• [Text shown]
****************
Postby Canada Gun Club » Wed Mar 09, 2016 12:45 am

A firearms licence in Canada is known as a Possession and Acquisition Licence or PAL. There are 3 classes of the Possession and Acquisition Licence.

1. Non-restricted Possession and Acquisition Licence (PAL)
This class includes most rifles and shotguns.

2. Restricted Possession and Acquisition Licence (RPAL)
This class includes:
• All handguns that are not classified as Prohibited
• Semi-automatic centre-fire rifles and shotguns with a barrel shorter than 470 mm (18.5")
• Rifles and shotguns that can be fired when their overall length has been reduced by folding, telescoping or other means to less than 660 mm (26")
• Specified rifles by model or variation of a model that are classified as restricted by Parliament and the Governor in Council (Example would be the AR-15 and variations)

3. Prohibited Possession and Acquisition Licence
This class includes:
• Handguns with a barrel length of 105 mm (4.14") or less and handguns that discharge .25 or .32 calibre ammunition, except for a few specific ones used in International Shooting Union competitions.
• Rifles and shotguns that have been altered by sawing or other means so that their barrel length is less than 457 mm (18") or their overall length is less than 660 mm (26").
• Full automatic firearms.
****************
• [To be done]
1. According to the post on firearms licensing, which class of license covers full automatic firearms?
2. Quote the post on firearms licensing word for word, starting at the words "A firearms licence" and stopping after the words "Acquisition Licence (RPAL)".
The records that come next are not needed.
****************
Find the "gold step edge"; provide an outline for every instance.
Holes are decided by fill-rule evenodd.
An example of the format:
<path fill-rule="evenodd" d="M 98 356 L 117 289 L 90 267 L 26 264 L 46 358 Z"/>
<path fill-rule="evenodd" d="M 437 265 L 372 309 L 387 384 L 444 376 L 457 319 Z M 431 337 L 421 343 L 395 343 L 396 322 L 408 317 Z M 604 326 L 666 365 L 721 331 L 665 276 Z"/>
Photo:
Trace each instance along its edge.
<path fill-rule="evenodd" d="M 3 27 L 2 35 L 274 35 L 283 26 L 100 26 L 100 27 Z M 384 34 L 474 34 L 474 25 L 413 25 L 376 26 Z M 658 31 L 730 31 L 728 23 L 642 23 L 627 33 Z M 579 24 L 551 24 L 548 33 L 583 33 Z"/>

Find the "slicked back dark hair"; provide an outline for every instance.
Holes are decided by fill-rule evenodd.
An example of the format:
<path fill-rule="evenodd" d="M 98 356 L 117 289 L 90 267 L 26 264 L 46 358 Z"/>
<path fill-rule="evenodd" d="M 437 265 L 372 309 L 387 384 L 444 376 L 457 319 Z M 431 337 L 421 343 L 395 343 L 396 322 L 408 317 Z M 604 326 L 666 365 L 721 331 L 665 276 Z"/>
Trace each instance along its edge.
****************
• [Outputs]
1. The Prohibited Possession and Acquisition Licence covers full automatic firearms.

2.
A firearms licence in Canada is known as a Possession and Acquisition Licence or PAL. There are 3 classes of the Possession and Acquisition Licence.

1. Non-restricted Possession and Acquisition Licence (PAL)
This class includes most rifles and shotguns.

2. Restricted Possession and Acquisition Licence (RPAL)